Stored data —
%%
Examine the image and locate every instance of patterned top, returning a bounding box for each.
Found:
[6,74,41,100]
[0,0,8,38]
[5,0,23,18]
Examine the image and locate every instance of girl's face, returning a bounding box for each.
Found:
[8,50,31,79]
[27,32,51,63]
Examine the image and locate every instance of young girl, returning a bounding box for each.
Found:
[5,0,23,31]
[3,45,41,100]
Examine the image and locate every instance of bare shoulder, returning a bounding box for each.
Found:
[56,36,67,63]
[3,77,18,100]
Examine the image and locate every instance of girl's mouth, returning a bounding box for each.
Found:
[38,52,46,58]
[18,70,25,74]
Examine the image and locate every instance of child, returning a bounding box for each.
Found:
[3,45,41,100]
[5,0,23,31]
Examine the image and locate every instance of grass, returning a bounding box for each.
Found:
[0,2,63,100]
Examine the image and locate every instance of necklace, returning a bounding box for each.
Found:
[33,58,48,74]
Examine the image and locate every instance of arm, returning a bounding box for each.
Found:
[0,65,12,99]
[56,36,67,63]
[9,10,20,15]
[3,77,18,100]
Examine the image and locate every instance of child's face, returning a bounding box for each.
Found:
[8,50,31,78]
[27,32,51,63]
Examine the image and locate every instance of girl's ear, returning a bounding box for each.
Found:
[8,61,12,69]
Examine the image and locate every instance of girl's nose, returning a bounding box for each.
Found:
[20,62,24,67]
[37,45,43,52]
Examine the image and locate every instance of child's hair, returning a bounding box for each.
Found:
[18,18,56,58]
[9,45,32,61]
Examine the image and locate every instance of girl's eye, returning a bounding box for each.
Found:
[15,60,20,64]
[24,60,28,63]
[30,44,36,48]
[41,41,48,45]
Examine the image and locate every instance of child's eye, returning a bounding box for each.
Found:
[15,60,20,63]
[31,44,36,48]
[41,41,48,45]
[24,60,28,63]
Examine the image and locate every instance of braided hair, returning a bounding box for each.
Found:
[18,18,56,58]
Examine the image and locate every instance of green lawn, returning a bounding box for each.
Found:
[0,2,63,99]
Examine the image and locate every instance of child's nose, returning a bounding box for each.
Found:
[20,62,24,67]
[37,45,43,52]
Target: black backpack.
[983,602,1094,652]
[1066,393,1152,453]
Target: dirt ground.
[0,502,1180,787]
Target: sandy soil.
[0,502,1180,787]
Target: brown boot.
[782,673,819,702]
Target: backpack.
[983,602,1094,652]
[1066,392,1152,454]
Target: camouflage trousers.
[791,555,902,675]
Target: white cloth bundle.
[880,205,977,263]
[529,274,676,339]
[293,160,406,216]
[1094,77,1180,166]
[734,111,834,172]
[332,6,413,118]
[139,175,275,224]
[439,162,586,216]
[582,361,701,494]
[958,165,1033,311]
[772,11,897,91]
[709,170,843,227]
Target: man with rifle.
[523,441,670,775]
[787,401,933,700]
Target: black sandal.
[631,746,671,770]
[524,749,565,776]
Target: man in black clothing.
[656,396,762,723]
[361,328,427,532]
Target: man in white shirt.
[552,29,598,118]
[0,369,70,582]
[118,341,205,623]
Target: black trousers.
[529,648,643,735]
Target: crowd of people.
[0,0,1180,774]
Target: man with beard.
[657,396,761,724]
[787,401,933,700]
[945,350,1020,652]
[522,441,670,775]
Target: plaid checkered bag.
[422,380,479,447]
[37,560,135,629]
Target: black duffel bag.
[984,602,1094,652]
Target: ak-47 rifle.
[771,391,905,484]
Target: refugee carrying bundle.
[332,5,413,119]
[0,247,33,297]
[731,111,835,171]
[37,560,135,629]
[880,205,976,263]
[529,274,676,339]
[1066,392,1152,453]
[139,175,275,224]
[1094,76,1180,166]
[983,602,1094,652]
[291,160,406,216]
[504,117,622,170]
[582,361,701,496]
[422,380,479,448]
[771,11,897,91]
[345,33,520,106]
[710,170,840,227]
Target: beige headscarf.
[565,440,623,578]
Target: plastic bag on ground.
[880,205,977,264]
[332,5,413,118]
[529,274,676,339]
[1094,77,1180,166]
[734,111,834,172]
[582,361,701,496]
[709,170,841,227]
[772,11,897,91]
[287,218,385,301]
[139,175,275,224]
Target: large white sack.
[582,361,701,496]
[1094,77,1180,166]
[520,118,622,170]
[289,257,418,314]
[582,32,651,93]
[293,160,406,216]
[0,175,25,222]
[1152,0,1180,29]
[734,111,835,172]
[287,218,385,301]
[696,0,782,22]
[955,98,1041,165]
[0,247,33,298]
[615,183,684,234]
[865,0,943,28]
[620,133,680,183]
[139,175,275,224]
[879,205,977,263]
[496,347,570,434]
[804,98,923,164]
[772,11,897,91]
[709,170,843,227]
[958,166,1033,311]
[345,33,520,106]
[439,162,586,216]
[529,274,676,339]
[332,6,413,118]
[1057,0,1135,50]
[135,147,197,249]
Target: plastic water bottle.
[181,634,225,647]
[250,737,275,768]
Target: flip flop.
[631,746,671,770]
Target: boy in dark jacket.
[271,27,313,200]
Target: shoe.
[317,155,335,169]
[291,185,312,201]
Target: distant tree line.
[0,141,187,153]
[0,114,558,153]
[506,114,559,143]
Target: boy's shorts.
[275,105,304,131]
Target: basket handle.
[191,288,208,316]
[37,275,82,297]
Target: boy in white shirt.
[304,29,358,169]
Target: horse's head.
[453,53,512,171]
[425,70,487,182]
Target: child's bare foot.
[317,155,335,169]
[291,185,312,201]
%%
What you will do —
Return every line of the items above that contains the word "hair".

Finished exercise —
Examine the image and locate every instance of child's hair, returning a bounding box for each.
Examine the image and locate every instance of braided hair, returning a bounding box for each.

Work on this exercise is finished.